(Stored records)
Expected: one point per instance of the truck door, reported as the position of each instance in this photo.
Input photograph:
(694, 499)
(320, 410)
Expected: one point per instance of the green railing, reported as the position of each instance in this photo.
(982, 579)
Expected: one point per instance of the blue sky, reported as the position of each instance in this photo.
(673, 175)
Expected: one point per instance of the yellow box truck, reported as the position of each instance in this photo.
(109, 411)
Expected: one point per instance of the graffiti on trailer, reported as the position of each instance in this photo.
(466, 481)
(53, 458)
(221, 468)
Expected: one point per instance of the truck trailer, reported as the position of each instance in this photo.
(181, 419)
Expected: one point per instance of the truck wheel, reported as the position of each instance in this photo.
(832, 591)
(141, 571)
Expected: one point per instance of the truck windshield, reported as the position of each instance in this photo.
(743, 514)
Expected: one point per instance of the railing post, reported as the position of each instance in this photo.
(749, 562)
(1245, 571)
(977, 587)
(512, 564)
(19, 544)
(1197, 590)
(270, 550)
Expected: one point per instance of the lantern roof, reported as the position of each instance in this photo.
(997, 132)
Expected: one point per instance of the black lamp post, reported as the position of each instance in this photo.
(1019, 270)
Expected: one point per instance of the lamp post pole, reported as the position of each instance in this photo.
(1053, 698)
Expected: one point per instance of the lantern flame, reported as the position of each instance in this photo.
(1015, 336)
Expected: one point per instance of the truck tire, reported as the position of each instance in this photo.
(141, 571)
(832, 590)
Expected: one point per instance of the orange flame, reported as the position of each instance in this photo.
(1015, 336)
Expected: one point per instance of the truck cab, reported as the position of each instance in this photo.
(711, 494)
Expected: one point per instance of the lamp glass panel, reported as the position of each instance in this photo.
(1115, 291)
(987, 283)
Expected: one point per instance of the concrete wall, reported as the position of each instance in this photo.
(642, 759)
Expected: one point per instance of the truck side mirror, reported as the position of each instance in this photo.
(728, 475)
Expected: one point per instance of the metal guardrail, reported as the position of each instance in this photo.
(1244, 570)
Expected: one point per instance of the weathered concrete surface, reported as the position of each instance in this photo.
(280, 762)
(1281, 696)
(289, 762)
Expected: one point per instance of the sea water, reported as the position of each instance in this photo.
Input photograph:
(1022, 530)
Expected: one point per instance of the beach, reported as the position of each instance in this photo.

> [What is expected]
Rename "instance" to "occurrence" in all of the rows above and reproduce them with every other word unchanged.

> [Expected answer]
Expected: one point per occurrence of the truck door, reported as the position of each occurrence in this photo.
Input photograph:
(694, 499)
(320, 410)
Expected: one point per occurrence of the green railing, reported as the position of each occurrence in this photo.
(982, 579)
Expected: one point per occurrence of the blue sky, reported as the position of each occurrence in this photo.
(673, 175)
Expected: one point per occurrence of the yellow box truck, reported as the position of each occurrence in this photo.
(109, 411)
Expected: one point per occurrence of the graffiti on trailer, reported as the position of each occurrence in this photo.
(466, 481)
(53, 458)
(221, 468)
Expected: one point per occurrence of the truck trailer, reported as the position of each occurrence in this photo.
(181, 419)
Expected: one point per occurrence of the truck wheel, reported as the position of each occurrence in this photo.
(832, 591)
(141, 571)
Expected: one point per occurrence of the truck windshield, reported as the position of each occurrence in this photo.
(743, 514)
Expected: one point per occurrence of the railing post, reported as the position of each occurrence in this photo.
(749, 562)
(1245, 571)
(977, 587)
(512, 564)
(19, 544)
(1197, 590)
(270, 550)
Expected: one point per occurrence of the lantern roof, reported as the position of each occurrence in this photo.
(997, 132)
Expected: one point per occurrence of the black lamp post, reported as the position of each occurrence in this photo.
(1019, 270)
Expected: one point per occurrence of the lamp post pole, reported as the position of each occurrence in this photo.
(1053, 698)
Expected: one point per occurrence of the lantern flame, reported as the position of each occurrence in this photo.
(1015, 336)
Expected: one point per occurrence of the truck tire, reported as the position of each occurrence in this photo.
(141, 571)
(832, 590)
Expected: one point per occurrence of the orange flame, reported as the position of each occurrence in this photo.
(1015, 336)
Expected: one point per occurrence of the truck cab, reported as the position of each occurrence in this photo.
(711, 494)
Expected: one point per occurrence of the lamp glass panel, reported as the position of each occurrence in this photo.
(1115, 291)
(987, 283)
Expected: one point per occurrence of the concrete wall, reported as the position of each occurrence in this photo.
(642, 759)
Expected: one point per occurrence of the truck side mirror, reported as the position of each occurrence in this photo.
(728, 475)
Expected: one point per occurrence of the metal guardrail, reported as the position of each occurrence in this photo.
(1244, 570)
Expected: one point per occurrence of the weathered concrete surface, reported as the position of each occurrence in this photo.
(280, 762)
(1281, 696)
(289, 762)
Expected: one point per occurrence of the sea water, reported as the position of each occurrence in this photo.
Input photograph:
(1022, 530)
Expected: one point per occurrence of the beach, reported as the position of each occurrence in this photo.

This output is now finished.